» Task details: Transcribe only what runs from the line including "Where can the dry" through the last line of the entries, exactly as it appears.

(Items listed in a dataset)
----

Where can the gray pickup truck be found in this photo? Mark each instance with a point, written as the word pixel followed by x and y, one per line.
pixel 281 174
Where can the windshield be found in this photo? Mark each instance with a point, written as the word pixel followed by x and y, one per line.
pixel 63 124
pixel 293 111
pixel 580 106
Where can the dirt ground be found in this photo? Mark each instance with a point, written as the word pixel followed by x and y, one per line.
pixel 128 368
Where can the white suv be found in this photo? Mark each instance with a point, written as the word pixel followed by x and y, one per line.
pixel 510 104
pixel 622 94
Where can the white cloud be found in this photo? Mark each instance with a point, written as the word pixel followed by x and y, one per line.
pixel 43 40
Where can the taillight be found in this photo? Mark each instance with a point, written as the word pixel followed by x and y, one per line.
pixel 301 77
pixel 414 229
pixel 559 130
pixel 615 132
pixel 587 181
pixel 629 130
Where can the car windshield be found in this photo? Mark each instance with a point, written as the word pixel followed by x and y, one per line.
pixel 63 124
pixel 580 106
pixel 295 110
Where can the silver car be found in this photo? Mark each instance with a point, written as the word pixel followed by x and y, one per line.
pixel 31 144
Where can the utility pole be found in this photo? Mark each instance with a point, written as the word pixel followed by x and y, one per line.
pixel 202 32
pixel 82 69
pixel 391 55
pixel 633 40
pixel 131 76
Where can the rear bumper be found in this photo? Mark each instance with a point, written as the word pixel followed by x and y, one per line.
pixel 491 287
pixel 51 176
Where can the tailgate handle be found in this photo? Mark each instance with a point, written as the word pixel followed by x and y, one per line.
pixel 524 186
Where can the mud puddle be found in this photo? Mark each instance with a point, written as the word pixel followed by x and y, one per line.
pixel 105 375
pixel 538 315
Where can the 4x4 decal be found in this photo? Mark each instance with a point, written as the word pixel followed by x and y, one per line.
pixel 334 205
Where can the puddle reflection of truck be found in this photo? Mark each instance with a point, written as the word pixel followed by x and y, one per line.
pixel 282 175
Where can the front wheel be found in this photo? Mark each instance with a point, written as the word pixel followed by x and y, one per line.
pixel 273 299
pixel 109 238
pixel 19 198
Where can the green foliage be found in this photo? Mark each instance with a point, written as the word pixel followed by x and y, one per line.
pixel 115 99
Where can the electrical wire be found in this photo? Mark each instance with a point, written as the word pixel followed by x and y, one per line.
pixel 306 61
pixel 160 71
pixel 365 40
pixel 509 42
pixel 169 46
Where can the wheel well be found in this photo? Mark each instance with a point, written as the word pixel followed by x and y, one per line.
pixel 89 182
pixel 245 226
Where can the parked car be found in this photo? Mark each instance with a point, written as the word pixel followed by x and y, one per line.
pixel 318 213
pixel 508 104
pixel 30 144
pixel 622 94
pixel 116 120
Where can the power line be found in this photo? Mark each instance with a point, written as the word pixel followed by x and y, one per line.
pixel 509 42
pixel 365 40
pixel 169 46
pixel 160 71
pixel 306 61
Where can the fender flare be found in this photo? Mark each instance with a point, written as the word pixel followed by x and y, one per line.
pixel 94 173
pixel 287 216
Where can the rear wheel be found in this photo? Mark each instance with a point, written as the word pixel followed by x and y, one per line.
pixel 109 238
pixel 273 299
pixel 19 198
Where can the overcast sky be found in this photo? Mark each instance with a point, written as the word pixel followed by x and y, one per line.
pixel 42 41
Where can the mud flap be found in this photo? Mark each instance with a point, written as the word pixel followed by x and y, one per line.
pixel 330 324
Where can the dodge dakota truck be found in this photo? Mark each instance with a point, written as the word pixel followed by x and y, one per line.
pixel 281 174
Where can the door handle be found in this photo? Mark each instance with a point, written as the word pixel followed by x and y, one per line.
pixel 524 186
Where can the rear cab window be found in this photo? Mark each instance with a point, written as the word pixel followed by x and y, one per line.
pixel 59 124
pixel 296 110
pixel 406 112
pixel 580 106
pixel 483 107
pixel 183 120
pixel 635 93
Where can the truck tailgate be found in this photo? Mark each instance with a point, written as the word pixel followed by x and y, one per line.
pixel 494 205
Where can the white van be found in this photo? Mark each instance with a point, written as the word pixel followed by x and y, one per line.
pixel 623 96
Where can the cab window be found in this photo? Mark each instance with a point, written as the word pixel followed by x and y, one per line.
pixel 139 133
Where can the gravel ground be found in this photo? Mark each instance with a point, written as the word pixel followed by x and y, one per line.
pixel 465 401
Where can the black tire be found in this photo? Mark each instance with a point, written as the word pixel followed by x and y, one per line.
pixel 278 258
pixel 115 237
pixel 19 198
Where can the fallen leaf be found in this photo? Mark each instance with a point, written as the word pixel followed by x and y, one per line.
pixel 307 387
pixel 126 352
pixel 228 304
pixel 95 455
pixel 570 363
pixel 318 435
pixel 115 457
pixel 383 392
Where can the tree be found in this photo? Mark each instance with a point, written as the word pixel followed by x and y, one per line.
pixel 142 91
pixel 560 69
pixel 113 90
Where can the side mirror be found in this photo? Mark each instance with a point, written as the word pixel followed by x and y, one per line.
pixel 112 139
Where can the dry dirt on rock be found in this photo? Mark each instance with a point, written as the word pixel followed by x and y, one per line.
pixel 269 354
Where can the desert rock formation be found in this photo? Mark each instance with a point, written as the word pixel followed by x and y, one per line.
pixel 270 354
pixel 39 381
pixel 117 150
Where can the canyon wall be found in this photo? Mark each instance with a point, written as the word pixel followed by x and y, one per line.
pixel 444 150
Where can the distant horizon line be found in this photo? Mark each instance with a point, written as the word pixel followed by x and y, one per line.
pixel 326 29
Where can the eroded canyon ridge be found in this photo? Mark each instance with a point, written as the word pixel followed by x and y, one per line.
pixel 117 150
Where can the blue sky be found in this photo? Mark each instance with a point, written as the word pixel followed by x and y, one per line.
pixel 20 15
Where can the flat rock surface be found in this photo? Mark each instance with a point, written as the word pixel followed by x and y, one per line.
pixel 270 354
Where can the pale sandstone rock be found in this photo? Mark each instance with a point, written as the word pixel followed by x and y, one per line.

----

» Answer for the task:
Where can the dry dirt on rock be found in this photo? Mark each instance with a point, written as the word pixel followed by x and y, one per line.
pixel 269 354
Where can the desert rock formation be found in this photo? Mark each instance with a point, written as the word pixel followed by x and y, one per line.
pixel 270 354
pixel 39 381
pixel 117 150
Where can the canyon wall be found in this photo? Mark each instance with a point, written as the word pixel followed by x and y, one per line.
pixel 444 150
Where can the distant horizon line be found in this photo? Mark each instance with a point, written as the word pixel followed by x and y, one per line.
pixel 326 29
Where can the eroded canyon ridge be found in this photo? Mark each instance with a point, written as the word pixel followed by x and y, one per line.
pixel 117 150
Where can the blue sky be found in this photo? Mark each instance with a point, written as the word pixel followed by x and y, one per line.
pixel 20 15
Where can the flat rock surface be found in this photo? Mark each instance with a point, written as the word pixel followed by x and y, one per line.
pixel 270 354
Where can the pale sandstone rock be found in this photo? Mark each instance with a point, written as the word pixel followed by x and y, one per line.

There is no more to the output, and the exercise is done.